Rows from a pointing dataset
+ + + +

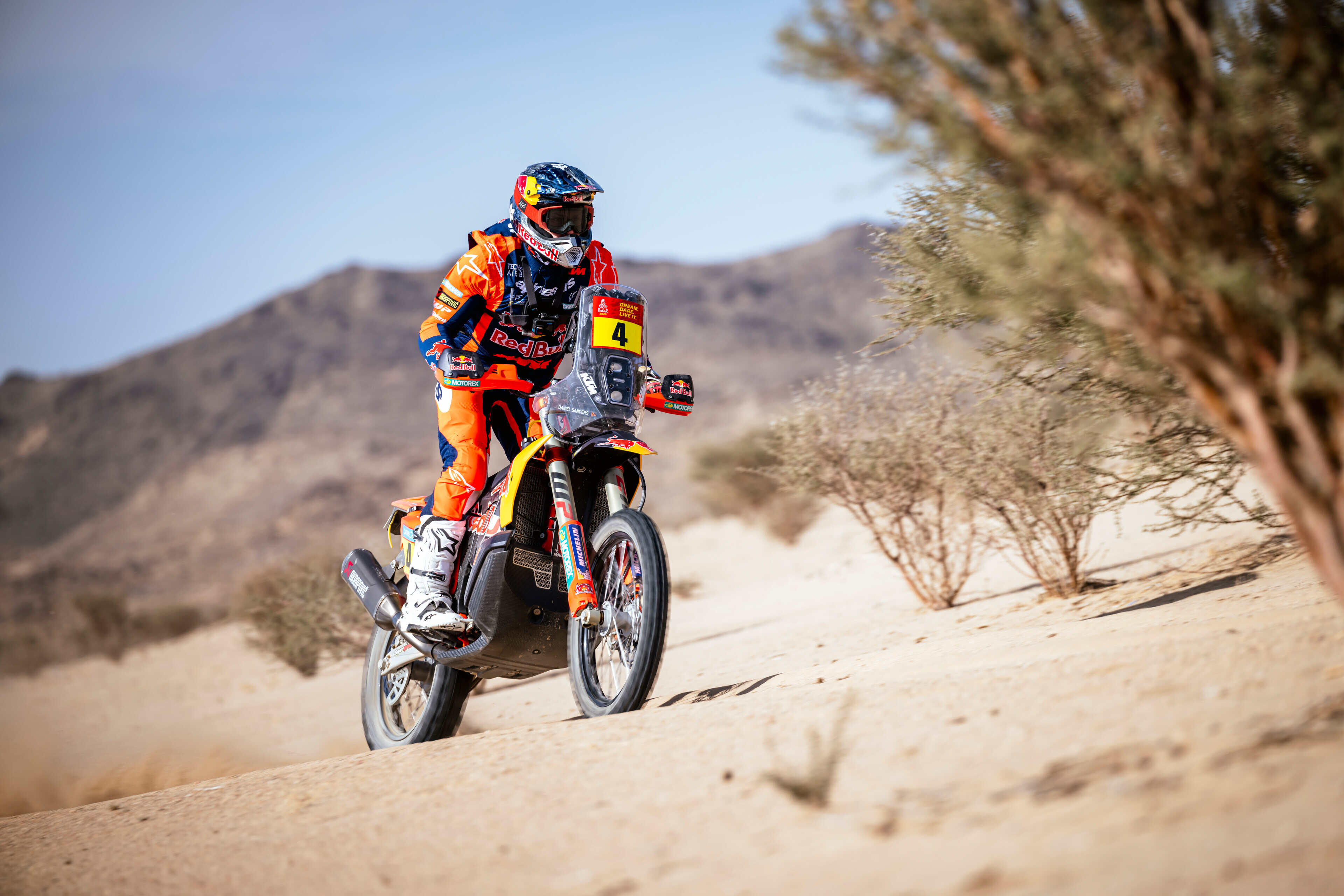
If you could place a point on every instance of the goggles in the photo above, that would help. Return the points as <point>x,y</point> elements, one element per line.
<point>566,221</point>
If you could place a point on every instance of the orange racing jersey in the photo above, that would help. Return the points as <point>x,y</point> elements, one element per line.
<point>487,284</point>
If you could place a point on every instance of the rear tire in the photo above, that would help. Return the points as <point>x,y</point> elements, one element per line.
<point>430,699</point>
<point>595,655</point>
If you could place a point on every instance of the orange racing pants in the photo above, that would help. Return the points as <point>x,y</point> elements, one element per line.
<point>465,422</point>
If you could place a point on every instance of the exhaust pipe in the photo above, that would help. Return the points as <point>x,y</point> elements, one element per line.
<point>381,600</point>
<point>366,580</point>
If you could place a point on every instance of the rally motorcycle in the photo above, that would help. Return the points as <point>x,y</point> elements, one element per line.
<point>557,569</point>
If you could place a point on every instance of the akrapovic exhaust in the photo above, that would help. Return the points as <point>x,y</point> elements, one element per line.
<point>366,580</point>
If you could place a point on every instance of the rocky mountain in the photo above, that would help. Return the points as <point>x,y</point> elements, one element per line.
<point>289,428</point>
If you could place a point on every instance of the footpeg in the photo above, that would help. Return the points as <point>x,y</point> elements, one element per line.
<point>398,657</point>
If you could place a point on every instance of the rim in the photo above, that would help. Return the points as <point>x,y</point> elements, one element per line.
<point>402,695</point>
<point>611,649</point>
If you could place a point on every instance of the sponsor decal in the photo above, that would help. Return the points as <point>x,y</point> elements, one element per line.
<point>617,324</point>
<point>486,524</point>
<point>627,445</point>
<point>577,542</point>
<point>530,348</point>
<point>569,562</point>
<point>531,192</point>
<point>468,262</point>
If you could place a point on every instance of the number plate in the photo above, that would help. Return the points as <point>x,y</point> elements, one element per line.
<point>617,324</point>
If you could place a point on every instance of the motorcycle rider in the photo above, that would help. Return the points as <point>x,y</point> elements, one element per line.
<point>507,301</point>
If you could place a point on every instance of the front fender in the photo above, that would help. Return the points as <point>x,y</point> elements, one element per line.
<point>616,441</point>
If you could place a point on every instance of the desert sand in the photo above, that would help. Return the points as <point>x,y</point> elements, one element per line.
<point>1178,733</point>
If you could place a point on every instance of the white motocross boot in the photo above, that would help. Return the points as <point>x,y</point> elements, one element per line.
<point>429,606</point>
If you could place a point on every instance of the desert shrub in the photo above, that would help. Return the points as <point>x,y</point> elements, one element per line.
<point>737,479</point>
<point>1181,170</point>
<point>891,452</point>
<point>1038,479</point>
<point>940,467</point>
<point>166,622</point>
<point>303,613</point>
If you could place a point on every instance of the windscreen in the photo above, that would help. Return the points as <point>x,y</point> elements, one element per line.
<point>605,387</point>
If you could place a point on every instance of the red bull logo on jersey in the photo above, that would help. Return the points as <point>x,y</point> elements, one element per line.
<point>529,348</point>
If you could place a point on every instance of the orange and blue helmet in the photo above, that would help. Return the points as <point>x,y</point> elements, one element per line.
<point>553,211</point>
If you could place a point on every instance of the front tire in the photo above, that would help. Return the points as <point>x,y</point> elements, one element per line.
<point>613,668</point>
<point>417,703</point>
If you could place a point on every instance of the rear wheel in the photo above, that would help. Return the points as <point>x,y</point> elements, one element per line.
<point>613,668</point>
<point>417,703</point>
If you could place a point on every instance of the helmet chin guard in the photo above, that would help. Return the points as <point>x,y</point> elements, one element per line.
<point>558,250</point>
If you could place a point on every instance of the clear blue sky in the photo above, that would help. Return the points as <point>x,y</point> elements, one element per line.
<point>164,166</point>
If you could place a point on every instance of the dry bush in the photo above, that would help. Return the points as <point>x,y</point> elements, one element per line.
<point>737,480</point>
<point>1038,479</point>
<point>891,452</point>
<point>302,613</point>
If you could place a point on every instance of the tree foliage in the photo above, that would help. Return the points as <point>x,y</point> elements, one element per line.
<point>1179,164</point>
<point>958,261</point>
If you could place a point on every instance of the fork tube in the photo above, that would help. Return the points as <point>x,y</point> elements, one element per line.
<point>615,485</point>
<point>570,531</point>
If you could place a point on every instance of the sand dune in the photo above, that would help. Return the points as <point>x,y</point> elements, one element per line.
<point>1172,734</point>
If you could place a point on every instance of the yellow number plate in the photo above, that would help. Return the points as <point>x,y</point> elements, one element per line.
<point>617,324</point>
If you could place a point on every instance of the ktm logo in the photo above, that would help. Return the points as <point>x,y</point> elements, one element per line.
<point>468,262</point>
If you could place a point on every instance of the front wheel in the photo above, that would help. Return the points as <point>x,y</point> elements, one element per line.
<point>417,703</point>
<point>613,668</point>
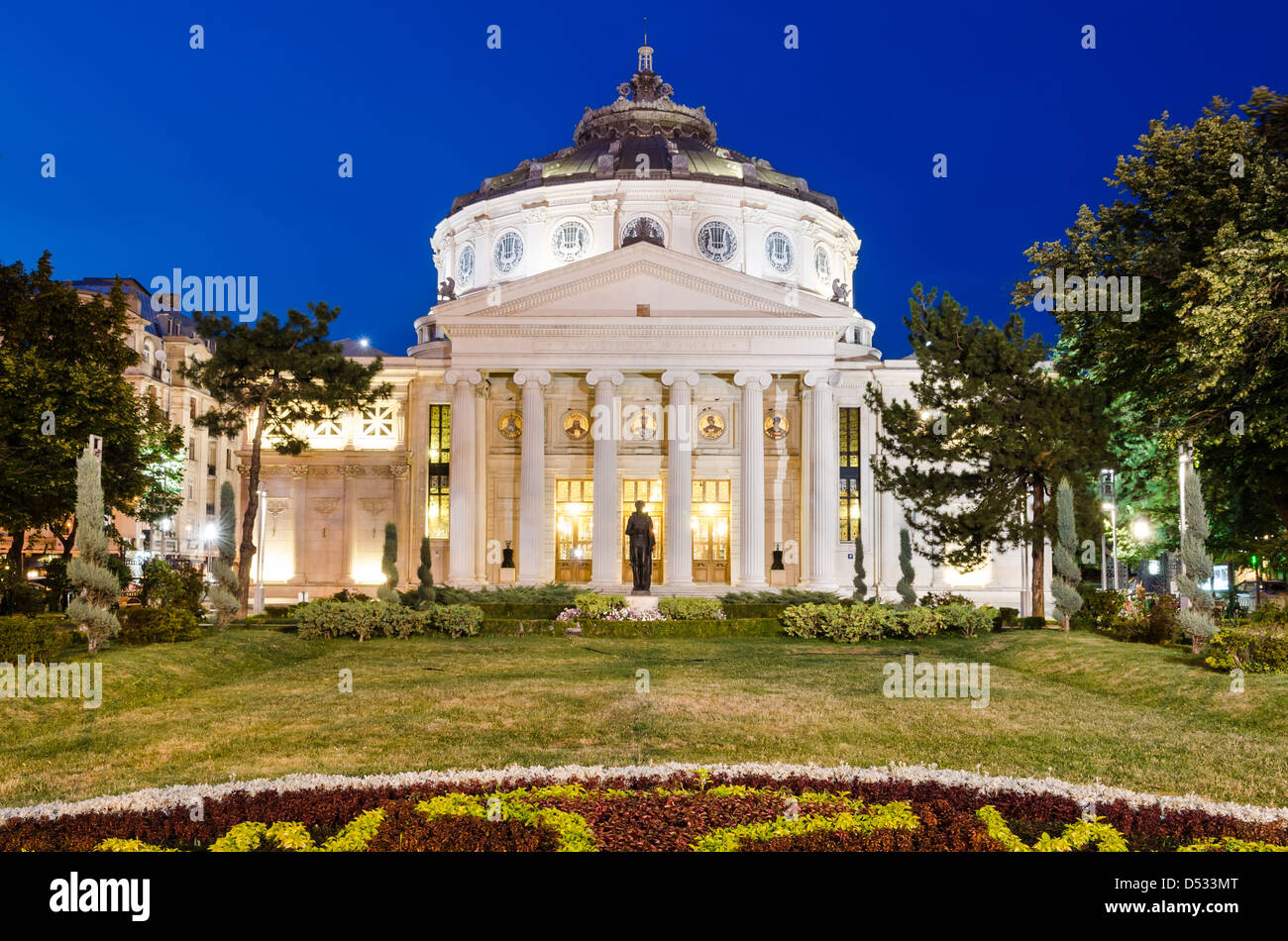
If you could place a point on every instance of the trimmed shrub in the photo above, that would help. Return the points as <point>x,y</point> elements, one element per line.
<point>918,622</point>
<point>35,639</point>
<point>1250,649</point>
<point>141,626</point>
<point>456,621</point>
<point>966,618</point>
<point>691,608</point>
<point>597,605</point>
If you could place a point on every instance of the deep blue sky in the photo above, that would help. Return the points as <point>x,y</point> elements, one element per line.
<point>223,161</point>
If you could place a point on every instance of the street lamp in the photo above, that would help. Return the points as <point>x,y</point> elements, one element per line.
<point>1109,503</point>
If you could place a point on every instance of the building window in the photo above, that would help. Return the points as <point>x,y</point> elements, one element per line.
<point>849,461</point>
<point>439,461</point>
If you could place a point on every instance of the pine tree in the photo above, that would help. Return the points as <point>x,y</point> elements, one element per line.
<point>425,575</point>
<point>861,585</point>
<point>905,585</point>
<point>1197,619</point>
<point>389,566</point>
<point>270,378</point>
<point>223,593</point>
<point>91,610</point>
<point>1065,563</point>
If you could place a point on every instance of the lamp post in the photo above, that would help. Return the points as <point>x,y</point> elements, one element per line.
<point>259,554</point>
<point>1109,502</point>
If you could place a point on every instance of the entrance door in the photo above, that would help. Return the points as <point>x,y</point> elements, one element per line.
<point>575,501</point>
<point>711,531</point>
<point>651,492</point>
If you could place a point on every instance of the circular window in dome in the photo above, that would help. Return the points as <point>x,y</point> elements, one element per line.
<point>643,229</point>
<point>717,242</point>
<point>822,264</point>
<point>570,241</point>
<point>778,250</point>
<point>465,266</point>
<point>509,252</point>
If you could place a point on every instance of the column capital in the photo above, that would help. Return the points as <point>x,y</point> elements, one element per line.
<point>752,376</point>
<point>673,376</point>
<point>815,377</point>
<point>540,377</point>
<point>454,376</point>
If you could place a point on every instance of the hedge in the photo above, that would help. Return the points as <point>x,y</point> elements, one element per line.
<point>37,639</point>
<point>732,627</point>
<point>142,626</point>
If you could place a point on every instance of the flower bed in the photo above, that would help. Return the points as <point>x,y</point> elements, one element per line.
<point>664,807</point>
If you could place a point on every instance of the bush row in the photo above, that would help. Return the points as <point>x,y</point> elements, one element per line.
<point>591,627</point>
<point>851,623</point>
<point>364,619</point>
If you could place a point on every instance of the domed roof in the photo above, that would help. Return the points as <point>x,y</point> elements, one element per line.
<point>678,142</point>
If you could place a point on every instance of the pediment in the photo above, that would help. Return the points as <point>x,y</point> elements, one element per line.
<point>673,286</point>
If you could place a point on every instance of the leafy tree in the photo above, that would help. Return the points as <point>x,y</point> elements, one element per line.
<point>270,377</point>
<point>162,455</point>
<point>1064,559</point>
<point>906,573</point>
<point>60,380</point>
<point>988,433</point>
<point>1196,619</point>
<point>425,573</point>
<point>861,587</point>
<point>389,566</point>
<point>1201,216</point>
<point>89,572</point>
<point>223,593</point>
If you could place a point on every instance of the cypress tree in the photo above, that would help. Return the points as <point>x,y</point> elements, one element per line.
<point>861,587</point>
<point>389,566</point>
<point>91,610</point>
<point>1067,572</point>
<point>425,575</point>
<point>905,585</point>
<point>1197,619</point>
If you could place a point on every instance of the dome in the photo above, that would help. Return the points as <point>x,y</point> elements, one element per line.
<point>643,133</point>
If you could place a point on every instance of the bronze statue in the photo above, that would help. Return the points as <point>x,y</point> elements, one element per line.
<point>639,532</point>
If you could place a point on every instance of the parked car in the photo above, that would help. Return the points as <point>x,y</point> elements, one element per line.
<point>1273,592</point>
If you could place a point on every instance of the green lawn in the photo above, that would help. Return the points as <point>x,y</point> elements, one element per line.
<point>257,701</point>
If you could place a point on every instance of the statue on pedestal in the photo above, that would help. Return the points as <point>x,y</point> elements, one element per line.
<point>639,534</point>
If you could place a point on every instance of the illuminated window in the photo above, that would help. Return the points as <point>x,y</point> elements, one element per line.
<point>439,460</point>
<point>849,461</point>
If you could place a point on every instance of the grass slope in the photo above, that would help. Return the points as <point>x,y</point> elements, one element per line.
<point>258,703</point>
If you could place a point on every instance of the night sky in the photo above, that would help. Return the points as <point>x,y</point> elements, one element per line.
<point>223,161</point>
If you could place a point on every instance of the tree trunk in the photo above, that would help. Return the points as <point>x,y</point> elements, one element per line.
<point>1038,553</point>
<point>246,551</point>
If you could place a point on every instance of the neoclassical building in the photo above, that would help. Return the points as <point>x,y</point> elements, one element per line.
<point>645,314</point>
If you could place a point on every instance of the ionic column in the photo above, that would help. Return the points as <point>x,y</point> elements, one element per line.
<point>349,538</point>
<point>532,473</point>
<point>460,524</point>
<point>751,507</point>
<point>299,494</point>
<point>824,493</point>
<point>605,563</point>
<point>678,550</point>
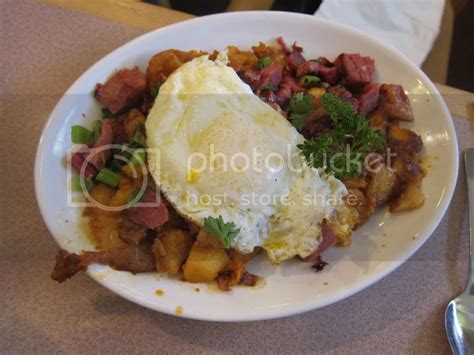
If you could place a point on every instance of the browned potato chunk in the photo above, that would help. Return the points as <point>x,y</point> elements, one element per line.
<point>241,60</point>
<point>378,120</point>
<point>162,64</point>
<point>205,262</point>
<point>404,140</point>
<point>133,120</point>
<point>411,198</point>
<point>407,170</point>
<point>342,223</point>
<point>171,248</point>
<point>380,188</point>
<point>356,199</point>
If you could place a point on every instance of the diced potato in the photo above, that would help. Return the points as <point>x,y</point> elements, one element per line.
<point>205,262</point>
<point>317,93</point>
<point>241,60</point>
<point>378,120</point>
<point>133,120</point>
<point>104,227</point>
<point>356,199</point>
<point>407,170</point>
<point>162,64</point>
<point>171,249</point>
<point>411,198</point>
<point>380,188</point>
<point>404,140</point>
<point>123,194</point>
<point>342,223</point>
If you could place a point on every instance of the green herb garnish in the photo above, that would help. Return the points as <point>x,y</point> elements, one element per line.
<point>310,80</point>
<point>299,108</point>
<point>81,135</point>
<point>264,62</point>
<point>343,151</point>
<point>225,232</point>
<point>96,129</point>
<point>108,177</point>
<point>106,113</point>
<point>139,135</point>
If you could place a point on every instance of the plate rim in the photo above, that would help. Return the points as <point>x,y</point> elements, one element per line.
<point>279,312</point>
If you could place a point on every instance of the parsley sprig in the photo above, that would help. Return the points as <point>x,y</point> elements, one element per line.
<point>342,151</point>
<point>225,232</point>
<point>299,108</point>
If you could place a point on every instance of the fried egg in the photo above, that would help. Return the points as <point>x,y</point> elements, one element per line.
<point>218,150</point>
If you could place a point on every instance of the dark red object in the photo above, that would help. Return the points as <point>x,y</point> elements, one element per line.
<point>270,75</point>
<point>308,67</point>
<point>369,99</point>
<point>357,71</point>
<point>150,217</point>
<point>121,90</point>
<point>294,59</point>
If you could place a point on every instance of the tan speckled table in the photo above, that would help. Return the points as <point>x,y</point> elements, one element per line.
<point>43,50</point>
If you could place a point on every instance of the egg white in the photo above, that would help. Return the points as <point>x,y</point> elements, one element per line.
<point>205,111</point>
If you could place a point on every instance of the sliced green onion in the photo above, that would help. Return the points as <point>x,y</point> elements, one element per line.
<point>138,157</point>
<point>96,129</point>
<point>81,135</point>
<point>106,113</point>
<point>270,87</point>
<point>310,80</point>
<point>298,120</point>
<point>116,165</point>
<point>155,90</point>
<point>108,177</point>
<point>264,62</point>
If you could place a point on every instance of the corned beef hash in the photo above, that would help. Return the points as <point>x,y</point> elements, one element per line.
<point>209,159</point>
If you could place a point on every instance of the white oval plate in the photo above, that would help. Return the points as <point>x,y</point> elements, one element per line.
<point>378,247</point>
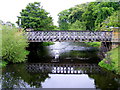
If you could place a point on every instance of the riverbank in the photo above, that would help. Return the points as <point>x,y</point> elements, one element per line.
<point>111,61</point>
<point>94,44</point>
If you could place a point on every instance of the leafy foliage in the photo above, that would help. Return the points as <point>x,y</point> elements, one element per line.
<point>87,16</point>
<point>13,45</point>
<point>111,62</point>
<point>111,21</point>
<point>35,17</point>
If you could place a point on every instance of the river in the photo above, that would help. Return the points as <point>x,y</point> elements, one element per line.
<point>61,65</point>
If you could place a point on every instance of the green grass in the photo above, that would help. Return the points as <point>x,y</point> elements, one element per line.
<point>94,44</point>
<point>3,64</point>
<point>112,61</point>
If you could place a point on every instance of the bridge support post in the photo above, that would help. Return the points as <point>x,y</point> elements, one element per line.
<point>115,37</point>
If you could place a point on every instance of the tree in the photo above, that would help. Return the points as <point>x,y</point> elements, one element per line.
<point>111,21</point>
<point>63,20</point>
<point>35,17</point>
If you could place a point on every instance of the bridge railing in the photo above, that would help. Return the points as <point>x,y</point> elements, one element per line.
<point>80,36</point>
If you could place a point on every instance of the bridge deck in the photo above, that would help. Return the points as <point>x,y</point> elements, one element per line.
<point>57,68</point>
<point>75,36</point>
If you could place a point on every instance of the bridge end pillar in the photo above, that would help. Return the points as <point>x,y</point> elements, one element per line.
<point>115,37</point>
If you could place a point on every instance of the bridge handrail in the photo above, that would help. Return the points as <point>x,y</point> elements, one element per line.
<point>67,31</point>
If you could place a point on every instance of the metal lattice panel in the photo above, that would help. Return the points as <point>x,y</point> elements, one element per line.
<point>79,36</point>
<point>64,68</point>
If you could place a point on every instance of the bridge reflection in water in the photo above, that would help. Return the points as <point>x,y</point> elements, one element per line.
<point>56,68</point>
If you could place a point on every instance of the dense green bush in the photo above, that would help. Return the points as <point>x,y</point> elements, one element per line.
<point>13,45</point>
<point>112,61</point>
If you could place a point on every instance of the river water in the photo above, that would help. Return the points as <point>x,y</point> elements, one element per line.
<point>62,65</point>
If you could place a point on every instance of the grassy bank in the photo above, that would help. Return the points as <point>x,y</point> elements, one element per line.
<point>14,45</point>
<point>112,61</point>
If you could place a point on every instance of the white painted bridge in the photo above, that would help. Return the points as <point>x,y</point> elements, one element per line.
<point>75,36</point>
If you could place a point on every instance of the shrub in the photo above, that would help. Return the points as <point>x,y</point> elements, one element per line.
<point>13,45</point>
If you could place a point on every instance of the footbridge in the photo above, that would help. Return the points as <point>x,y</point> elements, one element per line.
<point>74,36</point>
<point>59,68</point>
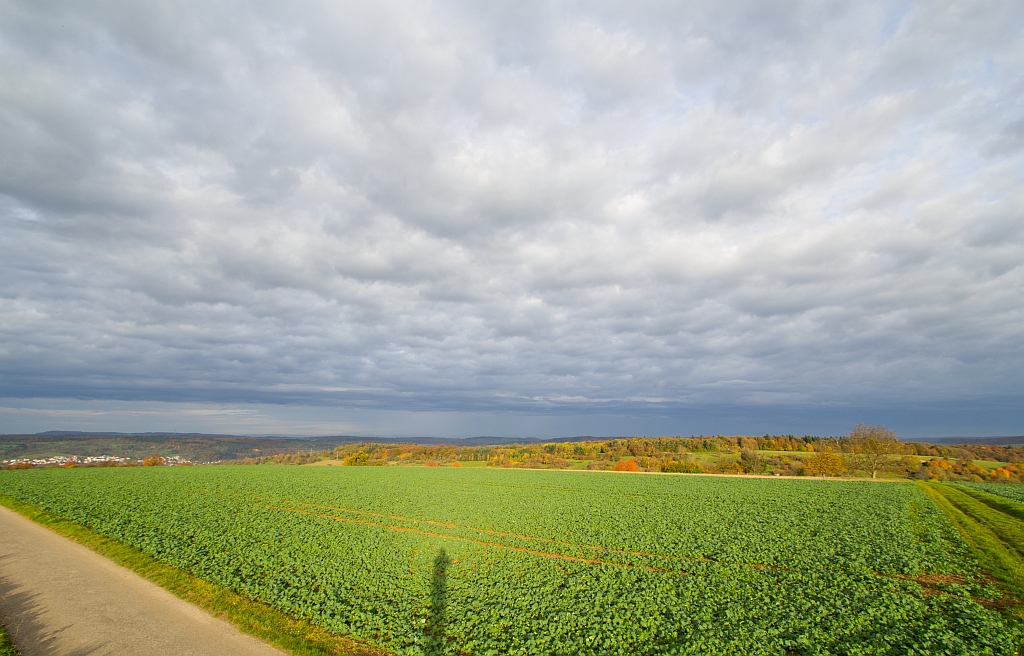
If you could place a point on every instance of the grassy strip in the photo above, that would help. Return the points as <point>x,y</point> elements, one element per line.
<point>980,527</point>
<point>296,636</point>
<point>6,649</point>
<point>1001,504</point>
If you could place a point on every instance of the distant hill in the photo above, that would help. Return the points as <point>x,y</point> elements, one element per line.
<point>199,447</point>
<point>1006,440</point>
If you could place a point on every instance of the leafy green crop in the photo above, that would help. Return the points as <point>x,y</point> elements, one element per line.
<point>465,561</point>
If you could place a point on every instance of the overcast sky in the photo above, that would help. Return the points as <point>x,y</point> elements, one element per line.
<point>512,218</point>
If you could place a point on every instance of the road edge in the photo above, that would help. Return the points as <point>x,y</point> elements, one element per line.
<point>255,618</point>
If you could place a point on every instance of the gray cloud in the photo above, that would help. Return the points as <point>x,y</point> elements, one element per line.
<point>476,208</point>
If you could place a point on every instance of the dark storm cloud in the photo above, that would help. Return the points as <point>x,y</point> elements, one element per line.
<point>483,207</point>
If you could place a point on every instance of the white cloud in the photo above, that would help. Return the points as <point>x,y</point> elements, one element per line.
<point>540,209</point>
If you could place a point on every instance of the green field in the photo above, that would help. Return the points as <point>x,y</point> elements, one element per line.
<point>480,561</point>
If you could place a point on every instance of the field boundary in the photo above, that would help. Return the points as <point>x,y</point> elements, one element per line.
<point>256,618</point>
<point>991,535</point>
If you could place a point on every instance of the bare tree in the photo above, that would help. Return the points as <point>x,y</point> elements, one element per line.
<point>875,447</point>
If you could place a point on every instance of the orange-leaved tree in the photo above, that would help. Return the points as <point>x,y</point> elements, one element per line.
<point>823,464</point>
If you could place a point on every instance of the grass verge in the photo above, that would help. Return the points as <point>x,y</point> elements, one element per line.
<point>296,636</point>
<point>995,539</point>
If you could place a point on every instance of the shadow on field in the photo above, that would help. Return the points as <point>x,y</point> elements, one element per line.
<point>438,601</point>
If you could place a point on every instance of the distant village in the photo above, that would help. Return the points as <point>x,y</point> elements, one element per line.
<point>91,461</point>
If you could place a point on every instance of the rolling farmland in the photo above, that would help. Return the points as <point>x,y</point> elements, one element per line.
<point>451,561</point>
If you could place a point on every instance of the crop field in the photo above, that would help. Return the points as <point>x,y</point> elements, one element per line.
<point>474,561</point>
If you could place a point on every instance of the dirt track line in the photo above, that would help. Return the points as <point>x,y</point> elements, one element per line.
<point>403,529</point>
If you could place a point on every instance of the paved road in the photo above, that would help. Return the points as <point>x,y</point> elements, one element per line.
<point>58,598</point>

+ + + +

DIRECTIVE: Copy verbatim the lines of the items above, from the line containing "of the pediment" up to and including the line containing "<point>673,286</point>".

RESPONSE BELOW:
If you could place a point on every instance of the pediment in the photo above, that would help. Return the points as <point>x,y</point> elements, one element per line.
<point>673,286</point>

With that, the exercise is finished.